**TASK**
Run through the records and, wherever a line holds the word "water", return that line.

*** DATA TO EXAMINE Section Begins ***

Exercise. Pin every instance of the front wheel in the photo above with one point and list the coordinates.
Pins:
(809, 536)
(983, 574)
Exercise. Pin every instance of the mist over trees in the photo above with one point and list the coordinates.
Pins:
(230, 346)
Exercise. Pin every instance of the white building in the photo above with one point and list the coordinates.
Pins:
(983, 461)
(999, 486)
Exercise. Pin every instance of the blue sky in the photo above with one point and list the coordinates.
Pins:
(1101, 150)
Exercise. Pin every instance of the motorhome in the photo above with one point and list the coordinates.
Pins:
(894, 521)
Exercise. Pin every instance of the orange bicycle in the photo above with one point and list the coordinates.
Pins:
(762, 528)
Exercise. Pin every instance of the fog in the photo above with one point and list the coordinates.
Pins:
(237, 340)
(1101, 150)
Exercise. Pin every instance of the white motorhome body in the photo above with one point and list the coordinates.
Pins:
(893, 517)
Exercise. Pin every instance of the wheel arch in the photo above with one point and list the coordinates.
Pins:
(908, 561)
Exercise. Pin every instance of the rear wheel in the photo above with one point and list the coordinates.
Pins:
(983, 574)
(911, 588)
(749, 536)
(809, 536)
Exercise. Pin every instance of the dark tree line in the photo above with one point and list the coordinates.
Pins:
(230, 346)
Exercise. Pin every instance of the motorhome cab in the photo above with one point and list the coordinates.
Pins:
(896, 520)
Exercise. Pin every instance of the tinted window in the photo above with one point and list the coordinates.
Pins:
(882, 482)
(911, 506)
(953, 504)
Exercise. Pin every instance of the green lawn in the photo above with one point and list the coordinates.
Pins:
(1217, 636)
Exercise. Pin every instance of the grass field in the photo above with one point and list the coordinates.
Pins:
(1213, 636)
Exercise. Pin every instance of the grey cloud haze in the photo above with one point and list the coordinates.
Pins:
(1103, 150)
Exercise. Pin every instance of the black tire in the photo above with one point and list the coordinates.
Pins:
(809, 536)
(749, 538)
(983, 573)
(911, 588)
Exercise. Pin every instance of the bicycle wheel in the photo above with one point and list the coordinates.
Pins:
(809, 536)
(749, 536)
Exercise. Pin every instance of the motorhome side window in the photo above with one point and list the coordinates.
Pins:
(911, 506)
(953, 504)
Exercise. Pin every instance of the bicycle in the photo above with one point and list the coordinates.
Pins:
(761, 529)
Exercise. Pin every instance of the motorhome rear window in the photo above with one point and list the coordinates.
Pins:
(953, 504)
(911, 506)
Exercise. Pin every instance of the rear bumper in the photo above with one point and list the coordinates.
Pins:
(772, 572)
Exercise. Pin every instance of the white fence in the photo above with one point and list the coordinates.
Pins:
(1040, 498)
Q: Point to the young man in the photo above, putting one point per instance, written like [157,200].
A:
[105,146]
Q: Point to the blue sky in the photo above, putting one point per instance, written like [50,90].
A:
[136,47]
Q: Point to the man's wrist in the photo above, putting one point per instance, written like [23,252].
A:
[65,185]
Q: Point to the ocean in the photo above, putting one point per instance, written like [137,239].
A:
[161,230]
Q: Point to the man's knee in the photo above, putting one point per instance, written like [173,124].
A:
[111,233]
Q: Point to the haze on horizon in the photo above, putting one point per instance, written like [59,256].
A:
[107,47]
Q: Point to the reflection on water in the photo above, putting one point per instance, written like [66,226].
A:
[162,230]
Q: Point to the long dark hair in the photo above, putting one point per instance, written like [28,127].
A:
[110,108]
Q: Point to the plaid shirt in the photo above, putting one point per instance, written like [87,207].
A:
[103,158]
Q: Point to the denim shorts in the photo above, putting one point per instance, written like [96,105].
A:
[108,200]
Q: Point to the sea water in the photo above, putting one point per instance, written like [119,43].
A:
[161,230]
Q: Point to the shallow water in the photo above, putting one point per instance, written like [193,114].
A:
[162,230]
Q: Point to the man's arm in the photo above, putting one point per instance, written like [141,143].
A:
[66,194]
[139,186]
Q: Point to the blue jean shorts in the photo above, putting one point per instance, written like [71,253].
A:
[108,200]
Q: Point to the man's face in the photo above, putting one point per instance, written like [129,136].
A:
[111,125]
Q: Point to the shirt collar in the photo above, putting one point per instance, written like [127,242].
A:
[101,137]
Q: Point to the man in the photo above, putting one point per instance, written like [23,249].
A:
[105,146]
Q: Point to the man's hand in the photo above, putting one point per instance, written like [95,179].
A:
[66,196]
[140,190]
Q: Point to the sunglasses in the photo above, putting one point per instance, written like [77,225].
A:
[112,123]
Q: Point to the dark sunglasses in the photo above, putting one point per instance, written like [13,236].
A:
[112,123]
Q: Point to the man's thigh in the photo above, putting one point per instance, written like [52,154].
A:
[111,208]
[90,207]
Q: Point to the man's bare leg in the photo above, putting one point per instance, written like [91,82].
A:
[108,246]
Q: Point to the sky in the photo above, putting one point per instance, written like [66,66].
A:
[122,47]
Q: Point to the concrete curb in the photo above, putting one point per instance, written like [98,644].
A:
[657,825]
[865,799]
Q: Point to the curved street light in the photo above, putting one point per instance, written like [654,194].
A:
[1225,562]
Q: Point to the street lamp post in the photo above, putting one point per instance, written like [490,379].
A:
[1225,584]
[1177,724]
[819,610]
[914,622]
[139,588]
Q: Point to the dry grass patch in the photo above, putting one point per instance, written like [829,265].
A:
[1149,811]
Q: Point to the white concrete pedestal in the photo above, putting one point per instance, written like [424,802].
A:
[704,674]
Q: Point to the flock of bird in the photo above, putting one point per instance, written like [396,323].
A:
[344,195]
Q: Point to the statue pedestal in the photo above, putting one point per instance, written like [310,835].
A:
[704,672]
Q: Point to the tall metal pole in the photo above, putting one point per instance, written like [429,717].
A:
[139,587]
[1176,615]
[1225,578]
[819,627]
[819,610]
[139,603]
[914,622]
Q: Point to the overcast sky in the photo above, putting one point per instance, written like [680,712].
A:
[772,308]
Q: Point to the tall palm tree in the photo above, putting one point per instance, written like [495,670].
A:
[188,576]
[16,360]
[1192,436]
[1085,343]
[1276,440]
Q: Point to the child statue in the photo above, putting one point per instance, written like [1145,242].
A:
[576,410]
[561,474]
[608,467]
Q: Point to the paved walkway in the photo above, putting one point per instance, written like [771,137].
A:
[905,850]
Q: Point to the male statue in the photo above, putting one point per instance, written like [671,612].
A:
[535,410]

*** DATA TO EXAMINE Section Ends ***

**SOLUTION TO THIS PROBLEM**
Q: Point to the reflection on water in the photo above, putting one point per instance, written like [66,226].
Q: Point to the sea water in the photo above, putting one point per instance, written like [119,43].
Q: Point to the shallow water in the photo above, putting one point per instance, written like [193,114].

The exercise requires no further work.